WHAT THE TASK ASKS
Exactly how many lines in this listing contain "burst"? Only the number is needed.

----- TASK MATERIAL

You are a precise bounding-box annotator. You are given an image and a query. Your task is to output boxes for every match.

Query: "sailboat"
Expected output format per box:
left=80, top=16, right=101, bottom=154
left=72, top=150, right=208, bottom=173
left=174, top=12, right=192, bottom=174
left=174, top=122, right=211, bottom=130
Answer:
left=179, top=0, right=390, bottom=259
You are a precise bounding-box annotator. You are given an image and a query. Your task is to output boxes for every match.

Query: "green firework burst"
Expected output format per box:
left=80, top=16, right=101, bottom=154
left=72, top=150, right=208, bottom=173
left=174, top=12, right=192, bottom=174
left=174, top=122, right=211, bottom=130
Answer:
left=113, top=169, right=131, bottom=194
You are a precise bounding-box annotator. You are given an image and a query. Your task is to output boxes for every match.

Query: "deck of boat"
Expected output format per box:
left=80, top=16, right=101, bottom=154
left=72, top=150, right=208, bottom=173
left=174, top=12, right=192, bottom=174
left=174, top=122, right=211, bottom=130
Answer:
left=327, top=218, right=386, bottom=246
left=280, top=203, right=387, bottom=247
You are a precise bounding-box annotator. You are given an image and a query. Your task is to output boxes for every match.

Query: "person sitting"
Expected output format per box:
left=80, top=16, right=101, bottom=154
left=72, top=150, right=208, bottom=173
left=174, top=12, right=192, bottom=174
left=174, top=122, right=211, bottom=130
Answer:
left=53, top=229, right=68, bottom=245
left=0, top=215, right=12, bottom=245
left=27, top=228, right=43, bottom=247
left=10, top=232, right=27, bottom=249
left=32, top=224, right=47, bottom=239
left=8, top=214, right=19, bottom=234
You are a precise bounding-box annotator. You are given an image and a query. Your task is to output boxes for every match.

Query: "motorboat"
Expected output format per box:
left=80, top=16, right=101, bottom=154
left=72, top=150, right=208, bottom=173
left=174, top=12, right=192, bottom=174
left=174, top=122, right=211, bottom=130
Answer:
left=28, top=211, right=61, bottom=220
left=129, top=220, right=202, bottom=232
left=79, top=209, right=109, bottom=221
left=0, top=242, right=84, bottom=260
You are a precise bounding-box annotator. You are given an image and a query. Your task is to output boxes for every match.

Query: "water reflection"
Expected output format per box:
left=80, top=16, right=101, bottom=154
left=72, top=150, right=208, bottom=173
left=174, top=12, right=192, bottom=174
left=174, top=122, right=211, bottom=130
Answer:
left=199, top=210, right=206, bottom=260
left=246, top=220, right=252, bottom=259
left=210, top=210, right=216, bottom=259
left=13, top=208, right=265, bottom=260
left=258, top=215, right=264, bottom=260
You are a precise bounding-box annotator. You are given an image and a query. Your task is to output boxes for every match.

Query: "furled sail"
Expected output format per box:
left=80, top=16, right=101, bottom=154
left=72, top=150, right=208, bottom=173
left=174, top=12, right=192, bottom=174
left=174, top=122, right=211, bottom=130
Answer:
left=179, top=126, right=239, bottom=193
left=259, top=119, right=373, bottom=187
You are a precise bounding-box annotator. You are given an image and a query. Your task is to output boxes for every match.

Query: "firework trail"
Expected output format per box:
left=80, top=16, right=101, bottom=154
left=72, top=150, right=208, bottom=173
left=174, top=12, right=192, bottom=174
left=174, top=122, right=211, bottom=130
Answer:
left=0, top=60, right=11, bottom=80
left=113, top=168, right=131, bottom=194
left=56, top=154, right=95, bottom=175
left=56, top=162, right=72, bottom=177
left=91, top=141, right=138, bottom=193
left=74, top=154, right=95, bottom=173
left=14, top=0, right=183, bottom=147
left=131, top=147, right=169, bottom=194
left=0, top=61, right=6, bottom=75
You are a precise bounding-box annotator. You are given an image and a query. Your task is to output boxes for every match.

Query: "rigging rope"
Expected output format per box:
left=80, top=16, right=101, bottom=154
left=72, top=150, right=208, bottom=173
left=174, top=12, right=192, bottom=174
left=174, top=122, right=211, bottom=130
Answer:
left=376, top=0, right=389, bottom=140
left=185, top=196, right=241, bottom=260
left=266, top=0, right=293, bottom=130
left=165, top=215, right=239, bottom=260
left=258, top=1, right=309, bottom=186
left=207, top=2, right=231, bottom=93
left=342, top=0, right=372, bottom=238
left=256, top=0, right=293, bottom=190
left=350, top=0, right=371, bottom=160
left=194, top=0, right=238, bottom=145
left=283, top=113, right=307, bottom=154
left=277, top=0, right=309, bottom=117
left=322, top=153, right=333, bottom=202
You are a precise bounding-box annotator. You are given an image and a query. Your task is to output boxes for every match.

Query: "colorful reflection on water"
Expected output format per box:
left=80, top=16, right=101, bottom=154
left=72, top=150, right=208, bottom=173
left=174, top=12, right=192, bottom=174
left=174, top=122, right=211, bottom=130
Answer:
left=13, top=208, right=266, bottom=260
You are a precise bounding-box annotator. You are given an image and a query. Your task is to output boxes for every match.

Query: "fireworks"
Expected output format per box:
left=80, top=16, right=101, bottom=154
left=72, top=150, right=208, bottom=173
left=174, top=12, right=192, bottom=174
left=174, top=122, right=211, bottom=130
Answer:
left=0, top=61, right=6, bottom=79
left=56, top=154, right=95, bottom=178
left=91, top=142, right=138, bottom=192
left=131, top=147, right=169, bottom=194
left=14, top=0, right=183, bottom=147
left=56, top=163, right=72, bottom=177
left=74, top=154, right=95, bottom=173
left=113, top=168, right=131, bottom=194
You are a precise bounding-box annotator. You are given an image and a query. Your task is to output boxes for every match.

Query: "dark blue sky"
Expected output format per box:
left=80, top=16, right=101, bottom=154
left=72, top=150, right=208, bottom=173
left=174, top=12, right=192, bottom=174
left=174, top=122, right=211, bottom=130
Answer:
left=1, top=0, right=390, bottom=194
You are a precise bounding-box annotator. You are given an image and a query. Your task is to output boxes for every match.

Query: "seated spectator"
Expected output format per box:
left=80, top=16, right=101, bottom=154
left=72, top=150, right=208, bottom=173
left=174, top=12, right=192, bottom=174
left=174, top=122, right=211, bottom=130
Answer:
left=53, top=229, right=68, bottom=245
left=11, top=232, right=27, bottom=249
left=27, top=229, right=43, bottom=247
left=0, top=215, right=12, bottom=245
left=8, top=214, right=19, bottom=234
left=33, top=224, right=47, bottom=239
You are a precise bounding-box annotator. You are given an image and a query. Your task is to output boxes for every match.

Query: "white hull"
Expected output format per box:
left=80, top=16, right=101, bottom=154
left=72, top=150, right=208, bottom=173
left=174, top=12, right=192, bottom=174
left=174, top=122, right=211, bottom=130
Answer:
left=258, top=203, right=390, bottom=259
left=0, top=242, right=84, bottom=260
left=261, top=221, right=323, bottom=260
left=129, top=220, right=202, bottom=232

----------
----- TASK MATERIAL

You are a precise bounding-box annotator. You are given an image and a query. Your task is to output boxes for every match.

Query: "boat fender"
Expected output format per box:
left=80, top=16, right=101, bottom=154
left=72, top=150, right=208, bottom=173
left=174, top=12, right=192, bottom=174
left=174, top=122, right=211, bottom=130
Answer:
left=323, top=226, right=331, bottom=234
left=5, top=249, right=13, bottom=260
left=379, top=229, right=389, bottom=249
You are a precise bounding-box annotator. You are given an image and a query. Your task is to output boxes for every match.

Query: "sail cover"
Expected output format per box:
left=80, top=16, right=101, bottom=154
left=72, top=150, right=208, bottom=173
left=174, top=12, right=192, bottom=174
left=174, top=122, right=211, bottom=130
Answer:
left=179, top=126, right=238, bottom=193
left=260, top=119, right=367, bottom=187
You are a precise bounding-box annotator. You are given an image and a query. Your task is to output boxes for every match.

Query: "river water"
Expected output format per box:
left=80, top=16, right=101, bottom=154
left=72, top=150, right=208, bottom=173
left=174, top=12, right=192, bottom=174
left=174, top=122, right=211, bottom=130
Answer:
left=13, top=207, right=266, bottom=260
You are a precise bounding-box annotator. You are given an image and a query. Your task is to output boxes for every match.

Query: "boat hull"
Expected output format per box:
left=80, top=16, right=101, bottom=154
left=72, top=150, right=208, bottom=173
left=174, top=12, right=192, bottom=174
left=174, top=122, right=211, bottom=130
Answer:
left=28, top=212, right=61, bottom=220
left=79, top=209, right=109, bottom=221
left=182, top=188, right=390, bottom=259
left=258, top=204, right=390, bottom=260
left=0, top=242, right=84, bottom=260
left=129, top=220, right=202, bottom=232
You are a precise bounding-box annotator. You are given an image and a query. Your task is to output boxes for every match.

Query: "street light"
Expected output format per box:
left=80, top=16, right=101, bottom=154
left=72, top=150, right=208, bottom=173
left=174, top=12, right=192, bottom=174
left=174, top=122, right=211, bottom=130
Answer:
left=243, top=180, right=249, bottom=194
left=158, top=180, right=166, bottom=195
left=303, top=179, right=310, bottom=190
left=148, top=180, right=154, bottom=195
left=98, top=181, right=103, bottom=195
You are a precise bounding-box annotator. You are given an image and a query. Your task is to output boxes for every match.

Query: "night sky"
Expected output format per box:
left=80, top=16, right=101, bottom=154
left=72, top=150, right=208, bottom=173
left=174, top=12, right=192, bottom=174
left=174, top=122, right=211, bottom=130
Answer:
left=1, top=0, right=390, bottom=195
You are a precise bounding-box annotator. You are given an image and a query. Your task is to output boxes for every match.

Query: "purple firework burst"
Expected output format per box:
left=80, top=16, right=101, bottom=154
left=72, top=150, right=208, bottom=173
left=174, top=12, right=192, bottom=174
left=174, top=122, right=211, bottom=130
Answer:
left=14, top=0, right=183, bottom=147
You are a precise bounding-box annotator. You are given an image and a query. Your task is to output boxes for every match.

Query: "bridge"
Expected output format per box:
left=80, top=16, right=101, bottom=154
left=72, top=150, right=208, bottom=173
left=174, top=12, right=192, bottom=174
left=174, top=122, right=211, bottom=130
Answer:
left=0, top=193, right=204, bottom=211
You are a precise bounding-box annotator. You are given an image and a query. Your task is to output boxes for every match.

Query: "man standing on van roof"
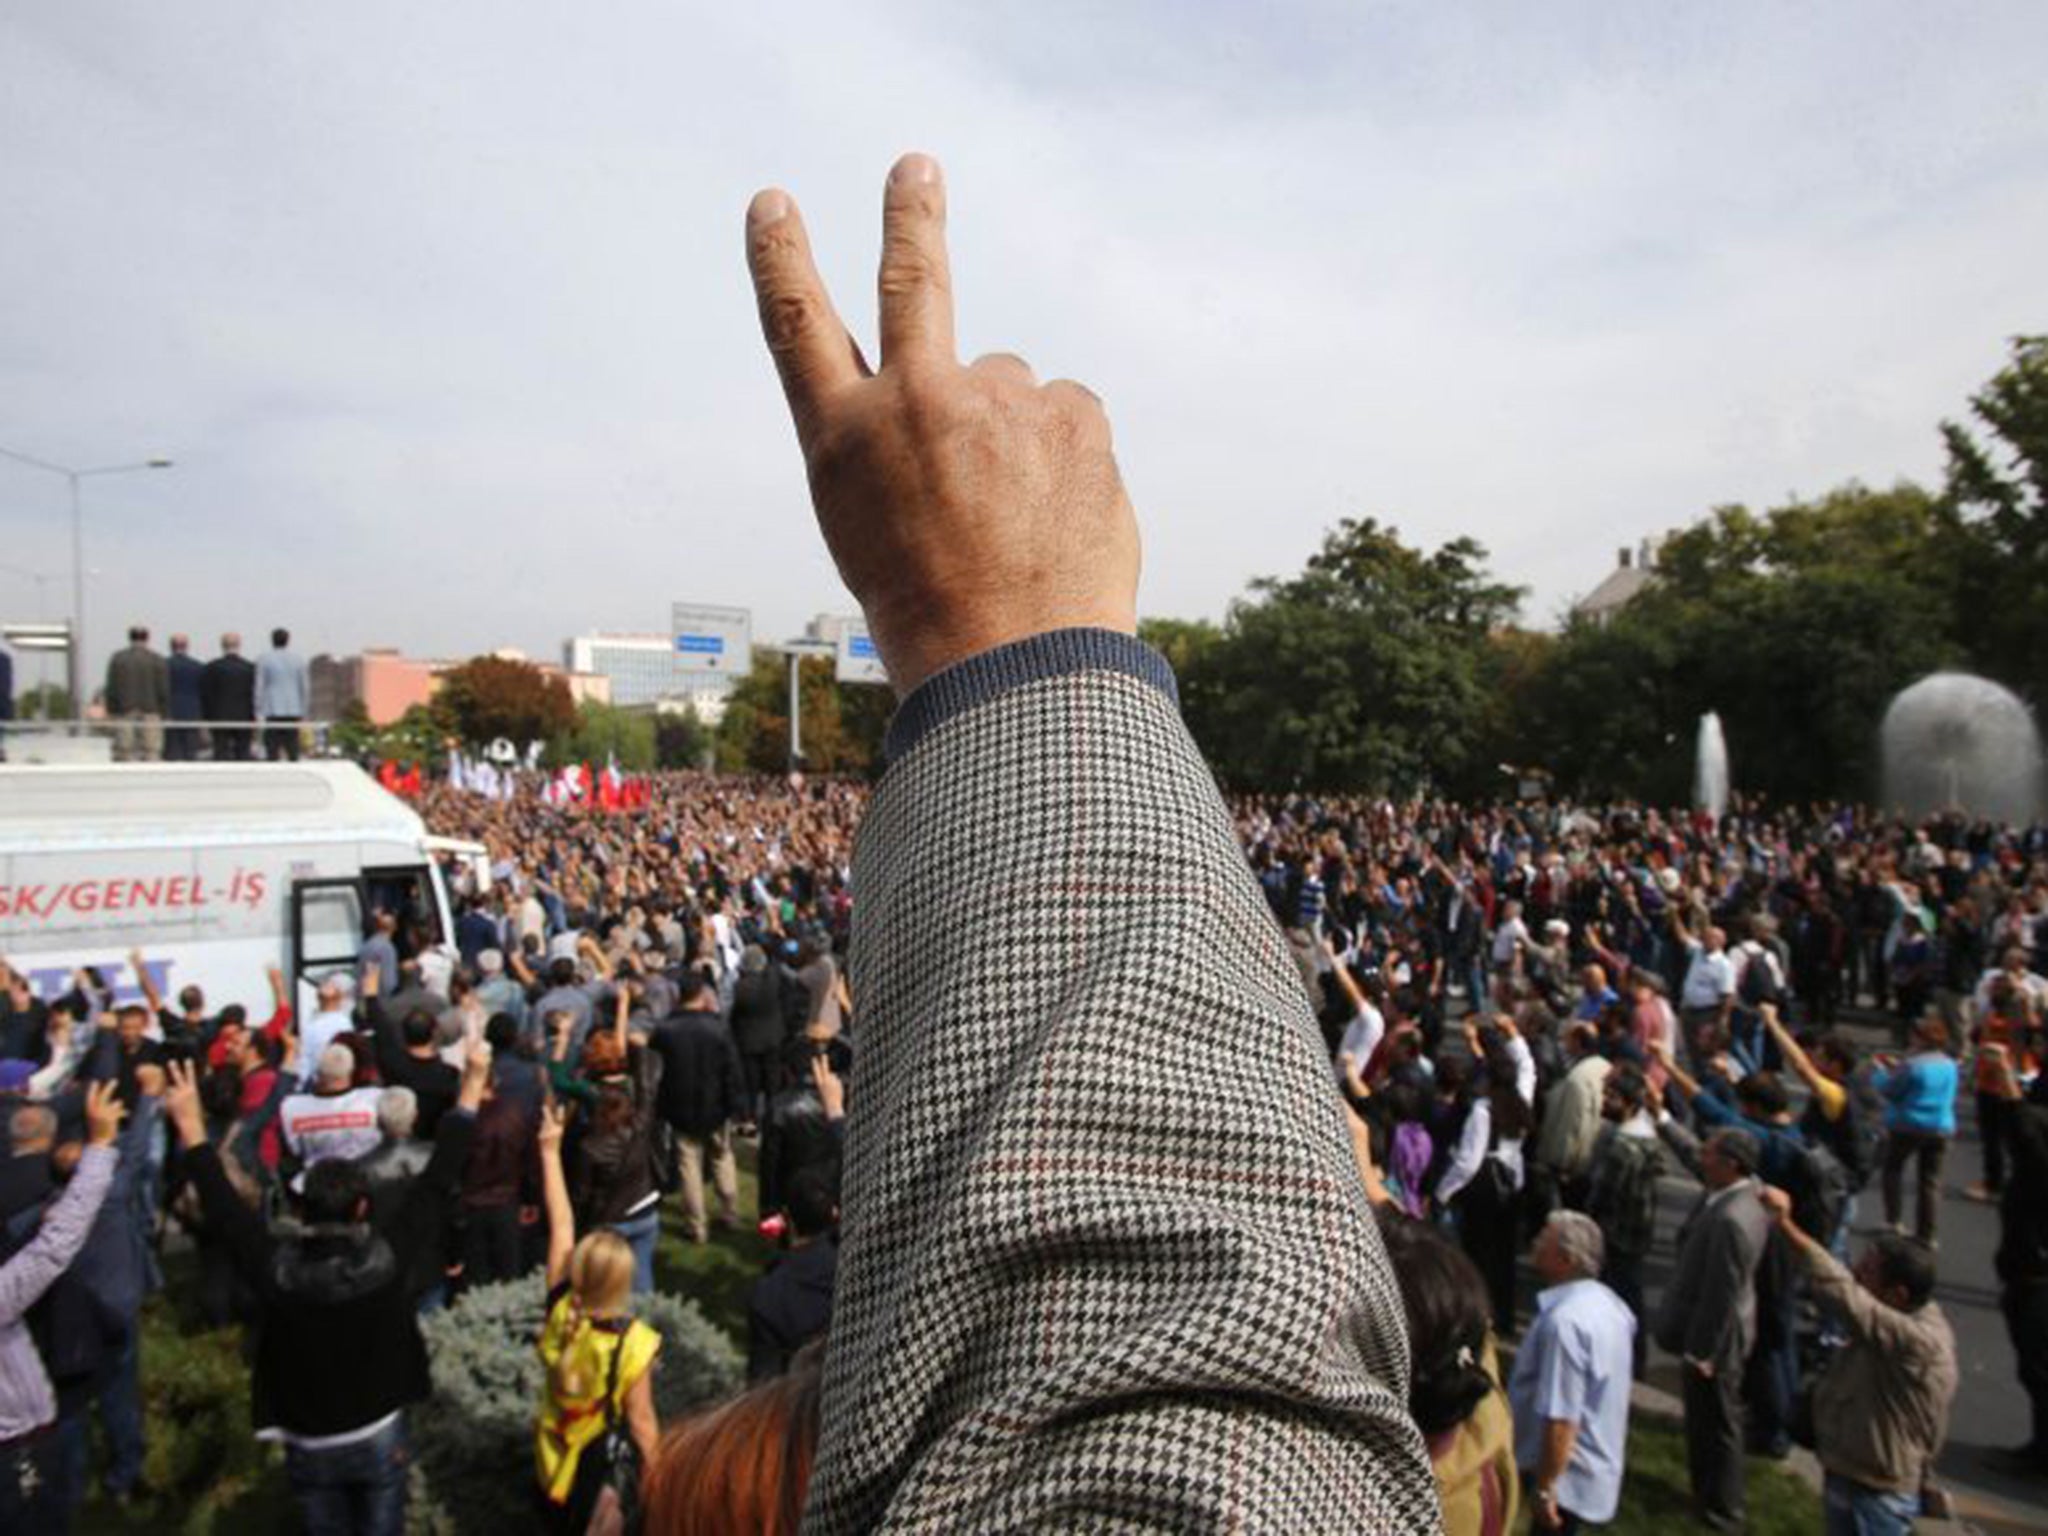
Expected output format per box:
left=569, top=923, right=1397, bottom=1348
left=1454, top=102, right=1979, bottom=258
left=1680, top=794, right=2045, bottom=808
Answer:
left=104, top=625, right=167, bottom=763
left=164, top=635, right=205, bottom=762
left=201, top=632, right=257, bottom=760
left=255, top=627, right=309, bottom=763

----------

YOUR RESPONSE
2